> [TASK INSTRUCTIONS]
Exactly reproduce each record listed below.

> [DATASET CONTENT]

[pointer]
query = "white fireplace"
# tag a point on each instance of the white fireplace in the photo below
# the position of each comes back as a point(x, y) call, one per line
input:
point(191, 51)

> [WRITTEN REPLY]
[pointer]
query = "white fireplace"
# tag a point on each instance of the white fireplace in the photo below
# the position of each comes back as a point(x, y) call, one per line
input:
point(191, 51)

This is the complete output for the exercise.